**PROBLEM DETAILS:** Select and copy out every line in the records containing "soccer".

··· EXTRACTED MATERIAL ···

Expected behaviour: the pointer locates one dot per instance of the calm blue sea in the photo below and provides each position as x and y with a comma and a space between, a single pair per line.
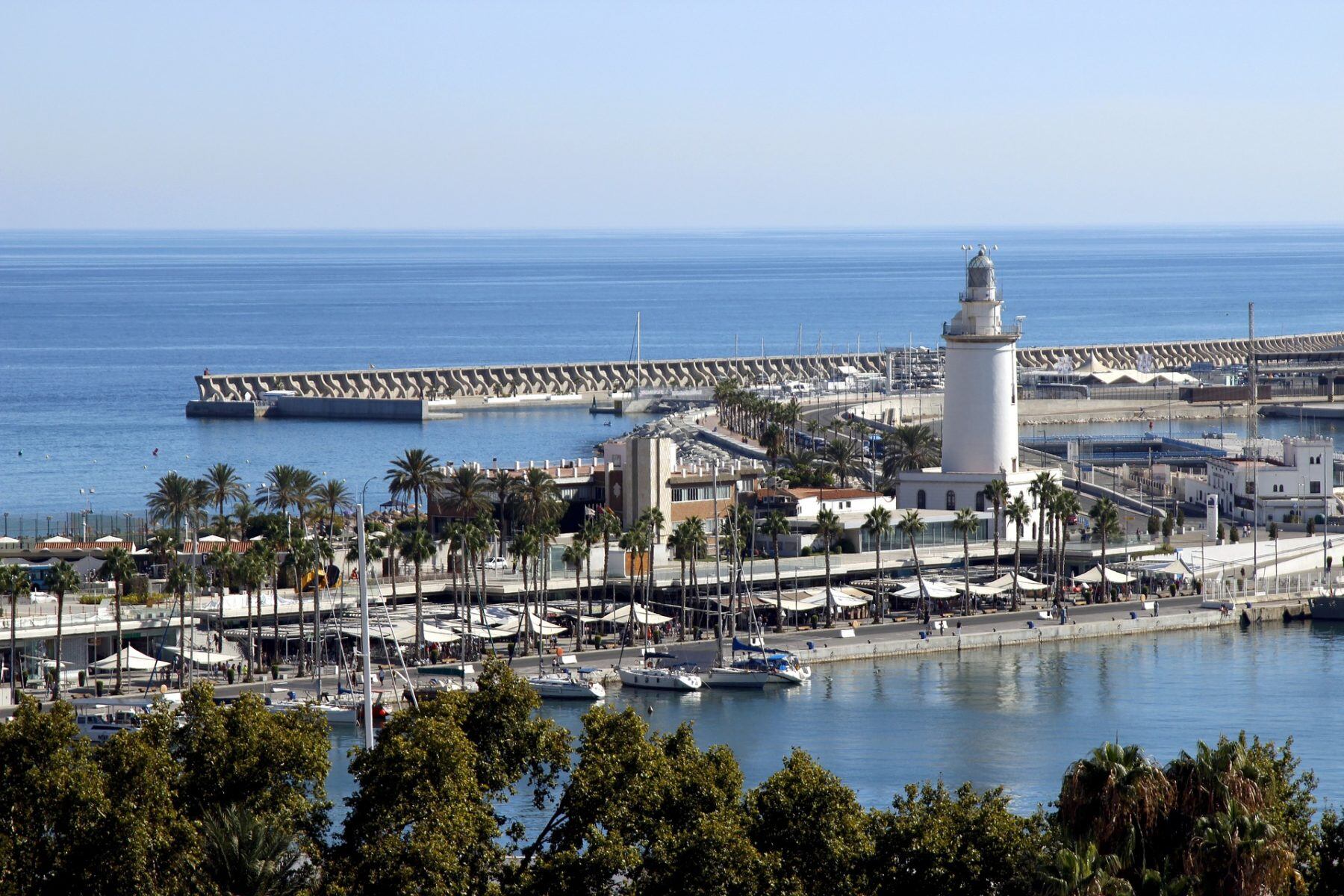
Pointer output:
102, 331
1015, 716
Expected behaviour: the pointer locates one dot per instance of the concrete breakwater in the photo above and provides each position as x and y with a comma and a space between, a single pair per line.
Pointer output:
480, 386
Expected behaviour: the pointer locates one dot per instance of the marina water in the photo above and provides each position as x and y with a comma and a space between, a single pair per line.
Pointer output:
104, 331
1015, 716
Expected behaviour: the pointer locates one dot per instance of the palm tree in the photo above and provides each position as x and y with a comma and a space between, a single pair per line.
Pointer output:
776, 526
332, 497
1018, 512
1042, 489
120, 567
878, 524
611, 527
913, 526
1238, 852
222, 485
418, 548
414, 473
680, 541
1107, 519
242, 853
175, 500
964, 524
999, 494
13, 582
504, 488
1081, 871
1116, 797
828, 529
576, 553
60, 581
909, 448
843, 455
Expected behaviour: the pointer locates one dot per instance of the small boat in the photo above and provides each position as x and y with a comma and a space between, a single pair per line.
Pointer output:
101, 722
655, 677
566, 685
734, 677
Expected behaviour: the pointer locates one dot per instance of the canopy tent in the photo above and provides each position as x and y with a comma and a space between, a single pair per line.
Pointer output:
840, 597
934, 588
131, 660
793, 601
635, 613
201, 657
441, 635
1093, 576
1024, 583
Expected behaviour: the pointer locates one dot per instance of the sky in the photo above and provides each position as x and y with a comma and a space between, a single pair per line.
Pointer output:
647, 114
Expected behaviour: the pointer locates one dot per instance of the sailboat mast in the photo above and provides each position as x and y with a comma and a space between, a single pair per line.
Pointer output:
363, 629
718, 579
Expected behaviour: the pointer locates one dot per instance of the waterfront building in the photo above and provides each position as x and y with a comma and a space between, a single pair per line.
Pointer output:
980, 403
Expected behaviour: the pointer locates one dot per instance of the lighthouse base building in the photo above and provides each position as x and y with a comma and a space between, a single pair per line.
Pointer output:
980, 405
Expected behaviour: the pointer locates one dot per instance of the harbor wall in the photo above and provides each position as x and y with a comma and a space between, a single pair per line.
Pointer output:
604, 378
835, 649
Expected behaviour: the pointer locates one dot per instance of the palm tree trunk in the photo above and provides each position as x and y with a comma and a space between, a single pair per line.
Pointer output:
682, 635
880, 615
830, 613
1016, 568
420, 609
60, 613
965, 573
117, 610
13, 649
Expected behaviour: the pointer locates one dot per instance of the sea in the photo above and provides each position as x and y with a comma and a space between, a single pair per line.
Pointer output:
102, 332
1012, 718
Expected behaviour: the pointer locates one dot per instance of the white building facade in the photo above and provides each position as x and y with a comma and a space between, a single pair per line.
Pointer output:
980, 403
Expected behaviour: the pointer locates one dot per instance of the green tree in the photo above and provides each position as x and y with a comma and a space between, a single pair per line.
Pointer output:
774, 526
939, 842
913, 526
806, 817
62, 579
964, 524
828, 529
13, 583
120, 567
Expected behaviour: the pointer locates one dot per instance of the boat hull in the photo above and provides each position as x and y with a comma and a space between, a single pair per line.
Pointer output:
659, 680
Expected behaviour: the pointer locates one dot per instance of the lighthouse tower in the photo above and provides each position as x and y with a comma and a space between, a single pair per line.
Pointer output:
979, 406
980, 398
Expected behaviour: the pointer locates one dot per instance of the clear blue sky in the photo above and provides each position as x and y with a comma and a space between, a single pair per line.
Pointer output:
564, 113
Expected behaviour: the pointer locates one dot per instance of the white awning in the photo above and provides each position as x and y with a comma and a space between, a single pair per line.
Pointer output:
1024, 583
131, 659
635, 613
1093, 576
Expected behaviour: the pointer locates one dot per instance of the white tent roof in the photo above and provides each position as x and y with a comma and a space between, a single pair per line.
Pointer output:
201, 657
638, 613
1024, 583
131, 659
933, 588
1093, 576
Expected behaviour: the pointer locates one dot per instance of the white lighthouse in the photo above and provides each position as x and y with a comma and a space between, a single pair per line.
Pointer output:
980, 403
980, 398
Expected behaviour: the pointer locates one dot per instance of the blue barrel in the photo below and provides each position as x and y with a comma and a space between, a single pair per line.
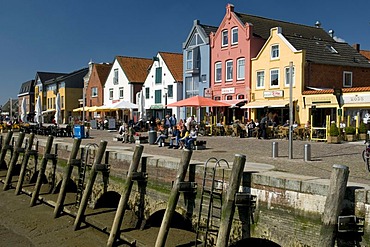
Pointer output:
79, 131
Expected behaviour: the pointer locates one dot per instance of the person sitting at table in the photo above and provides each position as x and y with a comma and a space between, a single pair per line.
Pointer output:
189, 141
183, 135
174, 137
162, 136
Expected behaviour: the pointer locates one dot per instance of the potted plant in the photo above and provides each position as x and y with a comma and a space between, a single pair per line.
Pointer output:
333, 136
350, 133
362, 130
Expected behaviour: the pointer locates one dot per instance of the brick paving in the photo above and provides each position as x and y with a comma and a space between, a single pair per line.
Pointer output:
323, 155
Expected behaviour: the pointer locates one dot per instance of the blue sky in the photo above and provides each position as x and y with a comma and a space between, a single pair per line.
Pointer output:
62, 36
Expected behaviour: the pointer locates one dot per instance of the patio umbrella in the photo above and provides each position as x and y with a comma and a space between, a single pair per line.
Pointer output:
198, 101
58, 110
38, 110
24, 111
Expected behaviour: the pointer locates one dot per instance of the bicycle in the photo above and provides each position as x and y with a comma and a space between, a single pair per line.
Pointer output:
366, 155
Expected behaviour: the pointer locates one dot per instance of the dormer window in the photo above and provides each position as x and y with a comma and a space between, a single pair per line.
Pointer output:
275, 52
225, 38
234, 36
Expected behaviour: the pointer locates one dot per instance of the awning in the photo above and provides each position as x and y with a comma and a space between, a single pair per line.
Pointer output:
266, 103
234, 103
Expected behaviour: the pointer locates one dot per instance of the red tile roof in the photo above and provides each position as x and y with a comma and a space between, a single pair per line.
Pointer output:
136, 69
174, 63
103, 70
344, 90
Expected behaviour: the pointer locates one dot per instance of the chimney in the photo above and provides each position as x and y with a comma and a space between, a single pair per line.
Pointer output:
356, 47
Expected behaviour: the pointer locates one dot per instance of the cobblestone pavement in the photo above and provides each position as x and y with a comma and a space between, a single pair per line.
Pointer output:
323, 155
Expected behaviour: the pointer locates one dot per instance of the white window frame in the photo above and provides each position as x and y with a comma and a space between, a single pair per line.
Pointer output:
275, 51
121, 92
189, 59
258, 81
111, 93
345, 83
229, 70
234, 31
218, 65
225, 34
287, 76
278, 77
240, 69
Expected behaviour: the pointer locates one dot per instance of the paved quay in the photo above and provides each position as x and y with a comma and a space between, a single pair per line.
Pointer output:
258, 152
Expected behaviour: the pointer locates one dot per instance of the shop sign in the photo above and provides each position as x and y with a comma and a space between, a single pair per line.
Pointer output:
355, 99
227, 90
273, 94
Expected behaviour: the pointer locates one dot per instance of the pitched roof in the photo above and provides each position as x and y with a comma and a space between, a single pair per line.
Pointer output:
27, 87
174, 63
365, 54
103, 69
317, 43
136, 69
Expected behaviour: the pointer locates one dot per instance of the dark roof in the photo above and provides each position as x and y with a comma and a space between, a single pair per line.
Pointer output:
45, 76
315, 41
208, 29
27, 87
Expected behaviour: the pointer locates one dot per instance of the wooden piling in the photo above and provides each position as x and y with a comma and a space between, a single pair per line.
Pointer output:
42, 169
67, 174
4, 149
333, 205
90, 184
24, 164
115, 231
13, 162
228, 206
174, 197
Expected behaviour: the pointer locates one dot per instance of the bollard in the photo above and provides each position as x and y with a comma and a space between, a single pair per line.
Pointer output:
307, 152
275, 149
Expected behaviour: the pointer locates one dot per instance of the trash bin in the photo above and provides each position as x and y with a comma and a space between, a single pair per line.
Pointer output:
79, 131
152, 137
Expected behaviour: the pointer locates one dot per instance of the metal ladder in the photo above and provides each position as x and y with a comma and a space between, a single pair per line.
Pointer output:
212, 193
87, 160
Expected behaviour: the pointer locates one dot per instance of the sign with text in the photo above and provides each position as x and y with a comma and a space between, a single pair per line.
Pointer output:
273, 94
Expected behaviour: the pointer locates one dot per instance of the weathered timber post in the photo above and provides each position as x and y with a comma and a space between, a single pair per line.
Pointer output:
333, 205
18, 149
5, 148
42, 169
125, 195
90, 184
67, 174
174, 197
26, 158
228, 207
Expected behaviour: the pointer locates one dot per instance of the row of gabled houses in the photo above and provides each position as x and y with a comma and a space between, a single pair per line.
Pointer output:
247, 62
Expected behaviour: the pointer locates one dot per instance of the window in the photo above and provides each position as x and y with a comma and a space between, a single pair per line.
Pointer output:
347, 79
234, 36
225, 38
158, 75
274, 51
287, 76
189, 60
147, 93
274, 78
158, 97
94, 92
241, 68
218, 72
115, 78
121, 92
229, 70
170, 91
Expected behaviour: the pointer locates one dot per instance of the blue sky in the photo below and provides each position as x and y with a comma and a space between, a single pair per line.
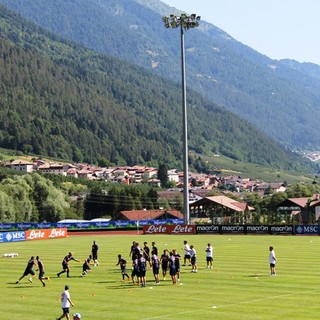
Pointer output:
277, 28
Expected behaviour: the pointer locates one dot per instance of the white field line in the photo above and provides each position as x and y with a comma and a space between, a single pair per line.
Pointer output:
163, 316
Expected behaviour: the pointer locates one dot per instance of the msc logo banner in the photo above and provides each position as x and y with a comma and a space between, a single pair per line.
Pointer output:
12, 236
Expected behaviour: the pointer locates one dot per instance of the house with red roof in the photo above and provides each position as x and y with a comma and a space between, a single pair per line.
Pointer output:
157, 214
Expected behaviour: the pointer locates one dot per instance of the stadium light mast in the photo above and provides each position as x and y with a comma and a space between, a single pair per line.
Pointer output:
184, 22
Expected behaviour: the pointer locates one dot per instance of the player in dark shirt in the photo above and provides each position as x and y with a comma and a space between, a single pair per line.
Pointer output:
164, 259
177, 258
29, 270
172, 268
146, 252
94, 253
123, 266
65, 264
142, 270
86, 266
135, 269
154, 249
41, 271
155, 268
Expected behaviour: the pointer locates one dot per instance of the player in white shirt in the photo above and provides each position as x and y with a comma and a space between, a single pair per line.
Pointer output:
193, 258
65, 303
209, 256
186, 249
272, 261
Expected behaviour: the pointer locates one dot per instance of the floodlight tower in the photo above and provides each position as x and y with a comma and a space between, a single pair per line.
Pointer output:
184, 22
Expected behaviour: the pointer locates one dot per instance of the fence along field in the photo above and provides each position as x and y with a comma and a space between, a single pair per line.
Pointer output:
239, 286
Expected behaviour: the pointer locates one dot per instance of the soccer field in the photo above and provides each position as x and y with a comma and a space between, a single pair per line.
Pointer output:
239, 286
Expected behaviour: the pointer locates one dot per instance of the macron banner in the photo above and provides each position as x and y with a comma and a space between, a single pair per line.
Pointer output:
13, 236
43, 234
170, 229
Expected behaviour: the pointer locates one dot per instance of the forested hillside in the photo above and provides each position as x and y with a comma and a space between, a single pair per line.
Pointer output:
225, 71
64, 101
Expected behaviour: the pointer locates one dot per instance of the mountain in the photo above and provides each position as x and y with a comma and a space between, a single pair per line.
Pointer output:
65, 101
279, 99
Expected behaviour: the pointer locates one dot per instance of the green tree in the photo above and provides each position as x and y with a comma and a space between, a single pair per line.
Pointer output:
163, 174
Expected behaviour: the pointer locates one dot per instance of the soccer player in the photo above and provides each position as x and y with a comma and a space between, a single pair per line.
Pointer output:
209, 256
29, 270
154, 249
65, 303
135, 269
123, 266
86, 266
193, 259
65, 264
172, 268
142, 270
94, 253
41, 271
272, 261
164, 259
177, 258
186, 249
131, 253
146, 252
155, 268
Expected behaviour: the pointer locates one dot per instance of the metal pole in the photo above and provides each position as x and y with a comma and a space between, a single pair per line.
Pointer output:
185, 134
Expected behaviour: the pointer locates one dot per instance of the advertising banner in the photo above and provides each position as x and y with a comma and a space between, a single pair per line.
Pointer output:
202, 229
257, 229
283, 229
43, 234
238, 229
307, 230
13, 236
170, 229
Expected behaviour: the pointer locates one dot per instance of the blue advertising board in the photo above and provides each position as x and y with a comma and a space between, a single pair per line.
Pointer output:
86, 224
13, 236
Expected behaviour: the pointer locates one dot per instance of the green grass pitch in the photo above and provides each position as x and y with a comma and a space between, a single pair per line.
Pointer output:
239, 286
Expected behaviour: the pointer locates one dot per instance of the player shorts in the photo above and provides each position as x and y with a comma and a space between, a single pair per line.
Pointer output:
29, 271
65, 311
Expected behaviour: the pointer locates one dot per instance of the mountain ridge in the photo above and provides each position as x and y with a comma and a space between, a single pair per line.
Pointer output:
59, 99
225, 71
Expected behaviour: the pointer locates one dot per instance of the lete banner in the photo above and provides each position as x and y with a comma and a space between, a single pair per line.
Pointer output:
42, 234
170, 229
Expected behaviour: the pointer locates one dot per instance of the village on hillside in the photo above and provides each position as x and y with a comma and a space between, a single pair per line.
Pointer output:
143, 174
217, 209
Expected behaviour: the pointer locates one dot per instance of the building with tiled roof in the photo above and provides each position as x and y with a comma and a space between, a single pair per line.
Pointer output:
157, 214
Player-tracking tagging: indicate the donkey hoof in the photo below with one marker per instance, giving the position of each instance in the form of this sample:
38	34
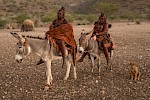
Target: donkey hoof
46	87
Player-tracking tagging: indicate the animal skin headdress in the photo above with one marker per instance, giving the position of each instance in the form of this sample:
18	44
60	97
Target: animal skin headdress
62	10
102	17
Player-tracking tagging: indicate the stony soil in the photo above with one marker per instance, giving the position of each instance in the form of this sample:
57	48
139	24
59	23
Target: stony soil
25	81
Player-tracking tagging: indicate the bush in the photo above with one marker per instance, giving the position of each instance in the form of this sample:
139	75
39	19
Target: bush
2	23
21	18
138	22
108	8
48	18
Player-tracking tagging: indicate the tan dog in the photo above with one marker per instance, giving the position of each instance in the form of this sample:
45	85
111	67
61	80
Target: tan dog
134	72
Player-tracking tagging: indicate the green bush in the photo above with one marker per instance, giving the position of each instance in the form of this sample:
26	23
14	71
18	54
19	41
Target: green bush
21	18
69	17
2	23
138	22
48	17
108	8
129	16
148	16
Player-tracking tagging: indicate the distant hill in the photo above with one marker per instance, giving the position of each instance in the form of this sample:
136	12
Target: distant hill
45	10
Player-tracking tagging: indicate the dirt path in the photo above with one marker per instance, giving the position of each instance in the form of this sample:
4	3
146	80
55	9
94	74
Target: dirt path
25	81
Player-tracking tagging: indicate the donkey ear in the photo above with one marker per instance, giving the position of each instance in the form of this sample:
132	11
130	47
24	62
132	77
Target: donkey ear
16	36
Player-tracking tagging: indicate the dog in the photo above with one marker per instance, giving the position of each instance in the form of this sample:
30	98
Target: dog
134	71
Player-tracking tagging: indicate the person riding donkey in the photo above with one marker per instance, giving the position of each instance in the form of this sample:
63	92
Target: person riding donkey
61	33
100	34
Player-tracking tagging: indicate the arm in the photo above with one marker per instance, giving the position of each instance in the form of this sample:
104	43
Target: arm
104	31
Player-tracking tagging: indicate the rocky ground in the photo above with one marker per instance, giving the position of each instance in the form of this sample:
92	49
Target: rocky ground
25	81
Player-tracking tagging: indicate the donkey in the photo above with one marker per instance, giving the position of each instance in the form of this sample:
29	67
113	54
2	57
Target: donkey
90	46
46	50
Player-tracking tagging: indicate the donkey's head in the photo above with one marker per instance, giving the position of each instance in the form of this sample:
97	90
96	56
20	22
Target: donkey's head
22	48
83	41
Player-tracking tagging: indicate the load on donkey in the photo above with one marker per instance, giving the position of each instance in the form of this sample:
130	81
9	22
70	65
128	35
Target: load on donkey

···

**OUTPUT OF THE EXERCISE:**
Expected behaviour: the pointer locates one dot per instance of the soccer field in the photo above and provides each position as x and y with a comma and a space between, a single pair per line.
Expected behaviour: the pointer locates one dot per instance of the soccer player in the photo above and provides each position as x and y with a comma and a space between, a single pair per line.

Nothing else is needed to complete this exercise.